Named-object pointing records

####################

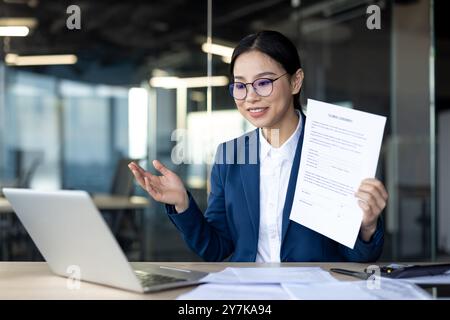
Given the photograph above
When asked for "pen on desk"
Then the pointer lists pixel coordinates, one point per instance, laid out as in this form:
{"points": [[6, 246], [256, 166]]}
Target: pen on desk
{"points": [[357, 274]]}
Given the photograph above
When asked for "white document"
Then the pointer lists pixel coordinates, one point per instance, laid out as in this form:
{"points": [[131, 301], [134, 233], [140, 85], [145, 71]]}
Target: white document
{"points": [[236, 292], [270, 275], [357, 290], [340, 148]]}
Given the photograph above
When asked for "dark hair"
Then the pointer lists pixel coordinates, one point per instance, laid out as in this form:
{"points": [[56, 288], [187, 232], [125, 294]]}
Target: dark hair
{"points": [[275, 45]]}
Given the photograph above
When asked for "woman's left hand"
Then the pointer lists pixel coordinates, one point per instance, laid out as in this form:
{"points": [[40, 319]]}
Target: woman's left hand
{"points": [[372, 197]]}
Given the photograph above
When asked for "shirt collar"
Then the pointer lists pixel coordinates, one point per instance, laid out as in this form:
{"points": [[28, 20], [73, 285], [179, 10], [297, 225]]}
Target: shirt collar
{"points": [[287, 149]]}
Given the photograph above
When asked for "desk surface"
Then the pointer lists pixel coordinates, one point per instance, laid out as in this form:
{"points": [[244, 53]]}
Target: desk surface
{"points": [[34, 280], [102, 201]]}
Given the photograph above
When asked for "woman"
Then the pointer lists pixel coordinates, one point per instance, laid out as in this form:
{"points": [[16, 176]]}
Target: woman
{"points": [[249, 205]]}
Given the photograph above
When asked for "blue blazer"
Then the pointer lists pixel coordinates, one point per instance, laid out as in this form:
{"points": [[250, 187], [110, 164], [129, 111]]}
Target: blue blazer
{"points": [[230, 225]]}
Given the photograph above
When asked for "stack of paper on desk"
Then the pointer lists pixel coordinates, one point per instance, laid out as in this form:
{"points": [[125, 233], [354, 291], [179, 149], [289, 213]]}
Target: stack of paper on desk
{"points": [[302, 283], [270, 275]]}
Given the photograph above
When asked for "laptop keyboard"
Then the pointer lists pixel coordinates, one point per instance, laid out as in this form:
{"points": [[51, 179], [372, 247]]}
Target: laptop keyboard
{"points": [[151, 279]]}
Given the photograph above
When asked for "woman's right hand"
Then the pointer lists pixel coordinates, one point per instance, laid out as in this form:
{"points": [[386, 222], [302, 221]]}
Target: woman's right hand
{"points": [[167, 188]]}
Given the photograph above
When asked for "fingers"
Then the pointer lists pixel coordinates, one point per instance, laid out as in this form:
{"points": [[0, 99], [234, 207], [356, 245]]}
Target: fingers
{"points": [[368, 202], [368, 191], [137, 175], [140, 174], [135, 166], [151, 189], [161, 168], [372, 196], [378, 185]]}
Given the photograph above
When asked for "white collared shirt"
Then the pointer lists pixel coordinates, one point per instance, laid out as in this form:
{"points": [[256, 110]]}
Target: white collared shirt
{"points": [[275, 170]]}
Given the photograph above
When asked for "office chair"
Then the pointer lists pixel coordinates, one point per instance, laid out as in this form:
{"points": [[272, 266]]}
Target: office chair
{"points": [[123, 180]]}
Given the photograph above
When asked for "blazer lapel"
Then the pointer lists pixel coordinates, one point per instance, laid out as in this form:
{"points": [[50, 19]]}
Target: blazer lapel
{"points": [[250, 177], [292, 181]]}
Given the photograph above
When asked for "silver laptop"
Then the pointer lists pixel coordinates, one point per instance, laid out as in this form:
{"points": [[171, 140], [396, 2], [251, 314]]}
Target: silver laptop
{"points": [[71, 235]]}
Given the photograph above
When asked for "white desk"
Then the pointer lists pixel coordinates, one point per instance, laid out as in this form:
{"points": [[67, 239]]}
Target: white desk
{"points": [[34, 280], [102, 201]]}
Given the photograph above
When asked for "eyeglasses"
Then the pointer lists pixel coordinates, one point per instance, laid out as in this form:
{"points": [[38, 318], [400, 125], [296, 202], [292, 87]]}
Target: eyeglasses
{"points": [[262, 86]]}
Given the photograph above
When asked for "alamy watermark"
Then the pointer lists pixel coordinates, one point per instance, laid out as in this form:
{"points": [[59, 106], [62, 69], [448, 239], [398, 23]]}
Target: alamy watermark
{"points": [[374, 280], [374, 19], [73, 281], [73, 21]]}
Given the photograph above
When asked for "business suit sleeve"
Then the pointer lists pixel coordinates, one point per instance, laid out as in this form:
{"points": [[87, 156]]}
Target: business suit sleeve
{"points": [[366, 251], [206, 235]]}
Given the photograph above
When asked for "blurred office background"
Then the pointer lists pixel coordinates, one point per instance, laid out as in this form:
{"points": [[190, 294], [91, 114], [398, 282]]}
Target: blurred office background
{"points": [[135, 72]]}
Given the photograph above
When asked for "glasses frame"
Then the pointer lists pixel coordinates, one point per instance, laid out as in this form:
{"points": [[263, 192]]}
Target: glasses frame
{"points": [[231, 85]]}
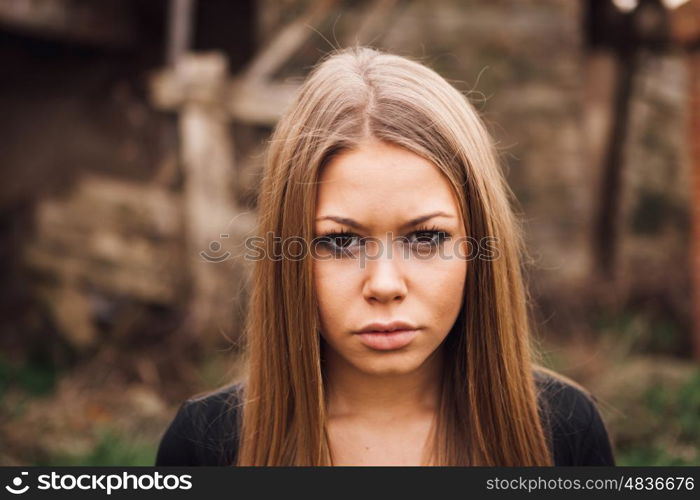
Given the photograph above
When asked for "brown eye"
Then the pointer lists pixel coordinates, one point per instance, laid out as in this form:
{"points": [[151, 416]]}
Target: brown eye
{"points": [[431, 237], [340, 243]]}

####################

__WHAT IS REQUIRED__. Output every entry exactly as given; pictures are not part of the copy.

__SOLUTION TO THE PROBLEM__.
Given the photograph above
When asked for "pen on desk"
Then the pointer lists pixel coordinates, one point per instance, laid out as in this form:
{"points": [[6, 246], [256, 166]]}
Target: pen on desk
{"points": [[357, 274]]}
Given the photograph above
When asked for "white document"
Then the pointer lists pixel coordinates, one point per instance, laid out as in this form:
{"points": [[131, 301], [134, 233], [140, 85], [145, 71]]}
Target: white document
{"points": [[236, 292], [270, 275], [357, 290], [340, 148]]}
Given the photograph above
When asked for "dark hair"
Then the pointer lists pixel coordinates, one point per instance, laid out as in this form:
{"points": [[56, 288], [187, 232], [125, 294]]}
Target: dark hair
{"points": [[275, 45]]}
Given the photograph above
When asked for "woman's left hand"
Then the pointer lists pixel coordinates, one point per instance, laid out as in this form:
{"points": [[40, 319]]}
Target: woman's left hand
{"points": [[372, 197]]}
Given the photograph above
When asked for "shirt collar"
Then the pointer lists pixel coordinates, one point per instance, laid out as in this form:
{"points": [[28, 20], [73, 285], [179, 10], [297, 225]]}
Target: shirt collar
{"points": [[287, 149]]}
Given the photograph above
When asked for "desk surface"
Then the pointer lists pixel coordinates, one point per instance, laid out as in this form:
{"points": [[244, 53]]}
Target: desk surface
{"points": [[34, 280], [102, 201]]}
Given the photograph above
When asked for "woman"
Then the pointer lists pixel coordinates, one point per instance, laid out as in this form:
{"points": [[16, 176]]}
Target: woman
{"points": [[249, 205]]}
Given the photograph above
When asked for "blue blazer"
Then the pointer lists pixel coordinates, one point per instance, laid out as in this form:
{"points": [[250, 187], [110, 164], [129, 111]]}
Target: blue blazer
{"points": [[230, 225]]}
Given the photograph above
When asked for "stack of paper on desk"
Then the pointer lists pixel coordinates, one point per instance, laid out as in this form:
{"points": [[125, 233], [354, 291], [179, 149], [289, 213]]}
Target: stack of paper on desk
{"points": [[302, 283], [270, 275]]}
Given the photograph above
When asked for "laptop keyboard"
Then the pointer lists pixel coordinates, one point per instance, laid out as in this form:
{"points": [[51, 179], [372, 247]]}
Target: laptop keyboard
{"points": [[151, 279]]}
Given the photograph above
When asked for "woman's right hand"
Then the pointer lists pixel coordinates, one point per instance, laid out as in this form:
{"points": [[386, 222], [302, 221]]}
Target: woman's right hand
{"points": [[167, 188]]}
Given the photograph above
When asked for "fingers"
Then the pointer lists pixel coordinates, one point per instance, laid out as in this form:
{"points": [[0, 99], [234, 207], [356, 245]]}
Target: fingers
{"points": [[368, 202], [368, 191], [137, 175], [140, 174], [135, 166], [151, 189], [161, 168], [372, 196], [378, 185]]}
Given the photograph above
When asked for "white collared shirt"
Then the pointer lists pixel coordinates, one point per instance, laid out as in this form:
{"points": [[256, 110]]}
Target: white collared shirt
{"points": [[275, 170]]}
Given the photograph above
When asked for "office chair"
Then the pointer lists pixel coordinates, one point per instance, laid out as in this form:
{"points": [[272, 266]]}
Target: office chair
{"points": [[123, 180]]}
Given the photograph above
When asked for "blazer lapel"
Then the pointer lists pixel coordinates, one point per instance, laid out as in this form:
{"points": [[50, 19]]}
Target: blazer lapel
{"points": [[250, 177], [292, 181]]}
Given the photograph above
When asked for "silver laptop"
Then the pointer lists pixel coordinates, one point per instance, laid out as in this form:
{"points": [[171, 140], [396, 2], [251, 314]]}
Target: silver laptop
{"points": [[71, 235]]}
Given the photograph above
When asked for "white desk"
Then the pointer lists pixel coordinates, one point per instance, laid out as in this form:
{"points": [[67, 239]]}
Target: white desk
{"points": [[34, 280], [102, 201]]}
Given the photograph above
When asked for "eyeglasses"
Then the pointer lists pixel coordinates, one point per instance, laid out as in this form:
{"points": [[38, 318], [400, 125], [296, 202], [292, 87]]}
Target: eyeglasses
{"points": [[262, 86]]}
Given the photograph above
When asked for "alamy watermark"
Then the pointer lists pixel coordinates, one point per instance, laid out as in this form:
{"points": [[59, 106], [62, 69], [448, 239], [398, 23]]}
Target: alamy watermark
{"points": [[374, 280], [374, 19], [73, 281], [73, 21]]}
Given the photograph above
When asked for "business suit sleeve"
Then the pointer lists pixel coordinates, one point per instance, laid out as in this form:
{"points": [[87, 156]]}
Target: business suit sleeve
{"points": [[366, 251], [206, 235]]}
Given the photograph above
When asked for "blurred office background"
Then the pointer lists pixel coordinates, one point per instance, laid out as in this form:
{"points": [[190, 294], [91, 114], [398, 282]]}
Target: blurred office background
{"points": [[135, 72]]}
Given the photograph above
When asked for "glasses frame"
Then the pointer lists pixel coordinates, one point per instance, laid out as in this form:
{"points": [[263, 192]]}
Target: glasses frame
{"points": [[231, 85]]}
Given the photograph above
When asked for "brown eye"
Then the pointer lists pixel coordinates, one point per instance, laid out as in this form:
{"points": [[151, 416]]}
Target: brown eye
{"points": [[431, 237], [340, 243]]}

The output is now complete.